GOAL OF THE EXERCISE >>
Reproduce word for word the part of the rows below that opens with the line containing "# point at: tree (one per instance)" and closes with the final row, including both of those lines.
┌────────
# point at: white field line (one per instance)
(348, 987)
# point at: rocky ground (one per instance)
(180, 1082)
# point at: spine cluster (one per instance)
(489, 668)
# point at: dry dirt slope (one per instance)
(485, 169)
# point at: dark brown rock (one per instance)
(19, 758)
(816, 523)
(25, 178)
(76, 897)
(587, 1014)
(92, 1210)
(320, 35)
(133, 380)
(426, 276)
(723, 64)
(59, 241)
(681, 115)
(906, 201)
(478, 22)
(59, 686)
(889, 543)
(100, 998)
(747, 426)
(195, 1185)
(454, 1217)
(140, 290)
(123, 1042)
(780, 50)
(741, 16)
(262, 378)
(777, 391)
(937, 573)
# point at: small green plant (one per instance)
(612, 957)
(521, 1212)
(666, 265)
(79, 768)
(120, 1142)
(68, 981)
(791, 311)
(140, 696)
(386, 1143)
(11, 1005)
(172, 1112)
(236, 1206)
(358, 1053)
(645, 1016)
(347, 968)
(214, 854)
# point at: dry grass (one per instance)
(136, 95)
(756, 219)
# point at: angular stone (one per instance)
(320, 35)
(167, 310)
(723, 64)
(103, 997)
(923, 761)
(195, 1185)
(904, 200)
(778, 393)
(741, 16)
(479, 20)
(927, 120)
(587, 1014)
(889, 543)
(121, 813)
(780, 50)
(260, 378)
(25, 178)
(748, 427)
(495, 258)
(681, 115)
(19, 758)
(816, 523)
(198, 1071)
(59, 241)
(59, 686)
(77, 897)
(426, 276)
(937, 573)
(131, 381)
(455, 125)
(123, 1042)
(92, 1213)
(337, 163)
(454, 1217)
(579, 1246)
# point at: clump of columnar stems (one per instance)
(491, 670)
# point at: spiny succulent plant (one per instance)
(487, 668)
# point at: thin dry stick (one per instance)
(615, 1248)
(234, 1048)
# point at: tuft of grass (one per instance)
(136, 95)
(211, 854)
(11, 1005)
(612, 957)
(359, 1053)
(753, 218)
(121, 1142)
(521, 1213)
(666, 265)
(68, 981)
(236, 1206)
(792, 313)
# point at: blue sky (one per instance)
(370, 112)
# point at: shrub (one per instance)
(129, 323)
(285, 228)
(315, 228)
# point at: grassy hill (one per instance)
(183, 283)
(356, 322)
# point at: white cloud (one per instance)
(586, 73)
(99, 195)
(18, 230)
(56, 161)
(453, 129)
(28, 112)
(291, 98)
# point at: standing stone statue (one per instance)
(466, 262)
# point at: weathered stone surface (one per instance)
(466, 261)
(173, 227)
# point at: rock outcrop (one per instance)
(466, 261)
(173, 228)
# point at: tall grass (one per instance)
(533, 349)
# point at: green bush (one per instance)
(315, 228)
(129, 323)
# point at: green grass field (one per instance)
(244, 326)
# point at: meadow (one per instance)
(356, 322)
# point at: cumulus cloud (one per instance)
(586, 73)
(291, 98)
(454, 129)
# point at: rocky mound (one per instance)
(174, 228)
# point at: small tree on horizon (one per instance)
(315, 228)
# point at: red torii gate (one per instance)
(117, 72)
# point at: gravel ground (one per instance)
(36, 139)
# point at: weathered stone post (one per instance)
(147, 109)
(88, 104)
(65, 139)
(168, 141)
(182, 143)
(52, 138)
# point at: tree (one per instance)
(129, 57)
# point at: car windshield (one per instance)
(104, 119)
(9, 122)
└────────
EXERCISE RESULT >>
# point at: tree (one per instance)
(129, 57)
# point at: car windshield (one per instance)
(104, 119)
(9, 122)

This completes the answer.